Start of Given text
2.4.2. Baseline utilization of weight management treatment

Patients’ baseline utilization of weight management treatment(s) was captured for each eligible treatment modality (ie, treatments of lower intensity relative to the index intervention) and reported as a percentage.

2.4.3. Baseline all-cause healthcare resource utilization

Utilization of all-cause healthcare resources was captured for each patient and reported as both the percentage of patients with ≥ 1 ambulatory (physician office or hospital outpatient) visit, emergency room visit, and inpatient stay and the counts of those visits/stays presented monthly during the baseline period.

2.5. Analysis

2.5.1. Descriptive analyses

Numbers and percentages were provided for dichotomous and categorical variables and means and standard deviations were provided for continuous variables. Results were descriptive in nature and no statistical testing was performed to compare across months or between cohorts.

2.5.2. Multivariable analyses

To examine the association between patient characteristics and treatment modality received, a multinomial logit model was performed. The model included age category, sex, geographic region, health plan type, and index year group as of the index date, as well as baseline Charlson comorbidity score, hospitalization or emergency visits, and ORCs. If the bivariate association between a comorbid condition and treatment modality received was statistically significant (p < 0.05), the comorbid condition was retained in the full model.
End of Given text
Start of Material supplied
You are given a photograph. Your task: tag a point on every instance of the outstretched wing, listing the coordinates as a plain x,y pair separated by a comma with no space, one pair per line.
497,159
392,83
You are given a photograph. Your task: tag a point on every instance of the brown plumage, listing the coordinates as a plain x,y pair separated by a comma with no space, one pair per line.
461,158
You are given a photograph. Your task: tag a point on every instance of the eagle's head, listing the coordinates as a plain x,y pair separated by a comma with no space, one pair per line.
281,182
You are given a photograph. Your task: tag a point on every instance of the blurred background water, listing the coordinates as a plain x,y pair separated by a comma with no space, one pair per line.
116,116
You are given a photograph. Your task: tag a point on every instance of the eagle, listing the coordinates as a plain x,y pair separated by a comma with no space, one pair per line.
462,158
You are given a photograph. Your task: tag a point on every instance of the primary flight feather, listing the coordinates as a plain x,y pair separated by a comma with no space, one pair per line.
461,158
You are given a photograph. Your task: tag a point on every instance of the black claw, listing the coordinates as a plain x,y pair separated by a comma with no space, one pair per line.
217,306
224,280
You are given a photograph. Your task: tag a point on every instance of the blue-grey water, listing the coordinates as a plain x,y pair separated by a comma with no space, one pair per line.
End of Material supplied
Start of Material supplied
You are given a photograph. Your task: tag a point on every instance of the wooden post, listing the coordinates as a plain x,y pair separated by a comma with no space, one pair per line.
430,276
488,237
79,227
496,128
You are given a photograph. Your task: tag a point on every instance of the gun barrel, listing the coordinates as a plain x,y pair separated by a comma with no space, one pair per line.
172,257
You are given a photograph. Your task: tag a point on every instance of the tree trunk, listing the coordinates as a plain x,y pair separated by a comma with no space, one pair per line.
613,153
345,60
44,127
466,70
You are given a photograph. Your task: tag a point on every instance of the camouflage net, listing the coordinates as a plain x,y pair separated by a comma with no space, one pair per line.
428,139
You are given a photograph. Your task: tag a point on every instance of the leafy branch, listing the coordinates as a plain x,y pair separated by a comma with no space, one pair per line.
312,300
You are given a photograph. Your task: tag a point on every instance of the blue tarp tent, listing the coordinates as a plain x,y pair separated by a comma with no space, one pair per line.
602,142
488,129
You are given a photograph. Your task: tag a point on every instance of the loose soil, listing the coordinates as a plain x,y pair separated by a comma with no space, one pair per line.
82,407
End of Material supplied
Start of Material supplied
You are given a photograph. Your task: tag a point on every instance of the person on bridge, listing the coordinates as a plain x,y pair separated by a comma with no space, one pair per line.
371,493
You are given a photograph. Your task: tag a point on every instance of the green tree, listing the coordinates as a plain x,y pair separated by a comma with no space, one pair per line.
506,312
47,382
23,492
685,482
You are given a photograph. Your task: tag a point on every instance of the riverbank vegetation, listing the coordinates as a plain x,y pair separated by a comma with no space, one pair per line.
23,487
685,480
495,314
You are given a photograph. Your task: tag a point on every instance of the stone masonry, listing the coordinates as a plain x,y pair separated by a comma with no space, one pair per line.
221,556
End of Material supplied
▸ Prompt 1: Copy from the weight management methods text, starting at "Utilization of all-cause" and ending at "or between cohorts.".
▸ Prompt 2: Carry the weight management methods text forward from its last sentence.
The items are not needed; only the weight management methods text matters here.

▸ Exercise output 1:
Utilization of all-cause healthcare resources was captured for each patient and reported as both the percentage of patients with ≥ 1 ambulatory (physician office or hospital outpatient) visit, emergency room visit, and inpatient stay and the counts of those visits/stays presented monthly during the baseline period.

2.5. Analysis

2.5.1. Descriptive analyses

Numbers and percentages were provided for dichotomous and categorical variables and means and standard deviations were provided for continuous variables. Results were descriptive in nature and no statistical testing was performed to compare across months or between cohorts.

▸ Exercise output 2:
3. Results

3.1. Baseline patient demographics and clinical characteristics

A total of 93,792 patients were included in the study sample, of which, 18,036 were included in the WRS cohort, 1,172 were included in the WRP cohort, 6,905 were included in the WRRx cohort, and 67,679 were included in the LSI cohort (Table 1). Across the treatment modality cohorts, patients were predominantly female (range 60.7%–77.4%) and commercially insured (range 76.8%–90.6%), with approximately half between the ages of 40–59 years (range 45.9%–59.9%) (Table 2). Mean Charlson comorbidity scores ranged from 0.5 to 1.1 across the treatment modalities. Fig. 1 shows the top ORCs across the treatment modality cohorts with the most common being cardiovascular risk factors (range 59.8%–79.8%).

Table 1.

Patient sample selection.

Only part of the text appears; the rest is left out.